- [Work request]: According to the text on the IPCC report and clean energy, what share of global greenhouse emissions does energy account for?

- [Document segment]:
“Code red for humanity” – how the IPCC report will accelerate renewables and clean energy

Refined Global

The Intergovernmental Panel on Climate Change’s (IPCC’s) latest report again confirmed that global warming is being driven by human activity.

The warning, that the UN Secretary-General called “code red for humanity”, has reinforced the fact that there needs to be a global response and that it must be immediate if we are to act with any success against the threat of climate change.

Accounting for over two-thirds of global greenhouse emissions, energy must be at the very heart of that response. In order to mitigate the impacts of climate change, we must use every low and zero-emissions technology in our arsenal to help fuel the world.

There is no doubt therefore that the stark warnings in this report will accelerate renewable and clean energy technologies, meaning jobs in these areas will grow at an astronomic rate.

- [Information provided]:

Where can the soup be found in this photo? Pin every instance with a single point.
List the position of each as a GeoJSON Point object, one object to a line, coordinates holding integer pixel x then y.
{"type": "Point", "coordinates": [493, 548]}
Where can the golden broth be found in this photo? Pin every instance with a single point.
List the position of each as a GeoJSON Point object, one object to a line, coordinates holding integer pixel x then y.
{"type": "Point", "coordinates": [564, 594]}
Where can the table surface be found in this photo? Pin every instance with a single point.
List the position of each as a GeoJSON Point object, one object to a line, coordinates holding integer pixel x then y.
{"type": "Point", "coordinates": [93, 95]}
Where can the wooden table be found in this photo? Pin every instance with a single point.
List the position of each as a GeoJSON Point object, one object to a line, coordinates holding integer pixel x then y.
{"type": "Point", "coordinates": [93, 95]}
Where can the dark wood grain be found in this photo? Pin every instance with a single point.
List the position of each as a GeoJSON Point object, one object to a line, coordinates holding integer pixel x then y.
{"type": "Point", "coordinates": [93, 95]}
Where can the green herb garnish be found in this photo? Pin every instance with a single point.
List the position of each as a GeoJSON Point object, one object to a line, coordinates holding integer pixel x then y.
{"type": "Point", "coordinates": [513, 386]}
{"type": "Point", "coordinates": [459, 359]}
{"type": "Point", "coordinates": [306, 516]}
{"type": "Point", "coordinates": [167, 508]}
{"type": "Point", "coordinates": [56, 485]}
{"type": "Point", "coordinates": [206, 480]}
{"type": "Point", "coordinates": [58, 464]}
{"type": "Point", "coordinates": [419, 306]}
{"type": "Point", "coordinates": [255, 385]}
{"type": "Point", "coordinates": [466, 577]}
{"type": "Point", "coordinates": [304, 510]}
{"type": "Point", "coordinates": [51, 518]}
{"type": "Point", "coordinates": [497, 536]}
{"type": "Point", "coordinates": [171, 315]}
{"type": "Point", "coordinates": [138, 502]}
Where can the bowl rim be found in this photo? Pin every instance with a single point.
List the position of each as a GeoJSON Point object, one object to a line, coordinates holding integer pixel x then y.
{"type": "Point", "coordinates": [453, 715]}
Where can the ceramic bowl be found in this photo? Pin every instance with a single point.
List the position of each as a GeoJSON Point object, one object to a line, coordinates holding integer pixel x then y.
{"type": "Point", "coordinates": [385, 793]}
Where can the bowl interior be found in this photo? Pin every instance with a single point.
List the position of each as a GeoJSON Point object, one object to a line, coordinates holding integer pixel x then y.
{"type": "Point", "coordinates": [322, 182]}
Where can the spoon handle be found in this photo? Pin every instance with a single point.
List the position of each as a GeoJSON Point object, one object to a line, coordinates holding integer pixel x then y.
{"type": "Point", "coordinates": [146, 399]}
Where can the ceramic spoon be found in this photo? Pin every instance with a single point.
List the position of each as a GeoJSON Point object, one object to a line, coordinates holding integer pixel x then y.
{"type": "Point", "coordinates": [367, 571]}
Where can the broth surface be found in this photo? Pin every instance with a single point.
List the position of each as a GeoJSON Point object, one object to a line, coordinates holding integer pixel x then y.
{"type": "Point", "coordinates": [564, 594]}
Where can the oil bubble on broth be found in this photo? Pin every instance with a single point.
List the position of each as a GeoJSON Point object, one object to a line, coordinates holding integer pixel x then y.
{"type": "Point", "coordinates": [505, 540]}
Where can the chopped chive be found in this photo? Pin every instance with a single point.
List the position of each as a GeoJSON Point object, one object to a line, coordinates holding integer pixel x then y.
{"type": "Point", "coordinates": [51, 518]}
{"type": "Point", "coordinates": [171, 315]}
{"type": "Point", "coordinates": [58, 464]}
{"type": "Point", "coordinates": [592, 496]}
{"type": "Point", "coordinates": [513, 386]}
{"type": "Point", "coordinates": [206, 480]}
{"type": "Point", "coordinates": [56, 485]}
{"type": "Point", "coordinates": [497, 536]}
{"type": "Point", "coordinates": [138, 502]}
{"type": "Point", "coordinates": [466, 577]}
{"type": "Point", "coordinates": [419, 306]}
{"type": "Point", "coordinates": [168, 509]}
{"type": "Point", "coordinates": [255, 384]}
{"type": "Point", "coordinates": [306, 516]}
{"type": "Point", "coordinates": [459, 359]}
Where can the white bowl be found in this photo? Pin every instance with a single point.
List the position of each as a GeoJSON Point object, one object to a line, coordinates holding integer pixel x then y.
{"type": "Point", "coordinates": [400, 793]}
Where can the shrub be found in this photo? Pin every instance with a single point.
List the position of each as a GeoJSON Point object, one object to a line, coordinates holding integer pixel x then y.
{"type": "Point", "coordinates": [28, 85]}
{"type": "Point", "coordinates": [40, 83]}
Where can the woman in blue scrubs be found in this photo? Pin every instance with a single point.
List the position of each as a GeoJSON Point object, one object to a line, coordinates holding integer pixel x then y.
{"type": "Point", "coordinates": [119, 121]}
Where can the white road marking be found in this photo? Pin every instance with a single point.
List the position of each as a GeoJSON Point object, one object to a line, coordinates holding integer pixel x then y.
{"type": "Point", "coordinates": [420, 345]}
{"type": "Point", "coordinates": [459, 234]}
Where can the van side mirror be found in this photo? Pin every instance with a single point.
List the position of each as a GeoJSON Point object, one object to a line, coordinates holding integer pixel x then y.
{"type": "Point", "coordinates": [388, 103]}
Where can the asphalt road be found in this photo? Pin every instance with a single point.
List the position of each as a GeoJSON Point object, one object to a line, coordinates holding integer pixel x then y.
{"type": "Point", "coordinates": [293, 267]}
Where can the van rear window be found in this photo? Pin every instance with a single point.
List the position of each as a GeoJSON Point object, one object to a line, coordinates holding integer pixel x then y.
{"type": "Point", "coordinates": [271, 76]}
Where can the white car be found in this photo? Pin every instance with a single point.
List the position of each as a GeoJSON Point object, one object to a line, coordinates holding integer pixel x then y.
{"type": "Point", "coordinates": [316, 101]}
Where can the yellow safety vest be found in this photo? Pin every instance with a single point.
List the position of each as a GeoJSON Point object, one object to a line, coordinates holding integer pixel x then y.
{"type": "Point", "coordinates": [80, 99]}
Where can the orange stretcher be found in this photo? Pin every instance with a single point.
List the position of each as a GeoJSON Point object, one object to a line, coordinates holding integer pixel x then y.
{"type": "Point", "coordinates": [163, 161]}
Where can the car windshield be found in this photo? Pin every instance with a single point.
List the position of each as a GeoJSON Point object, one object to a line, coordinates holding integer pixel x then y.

- [Solution to this exercise]: Over two-thirds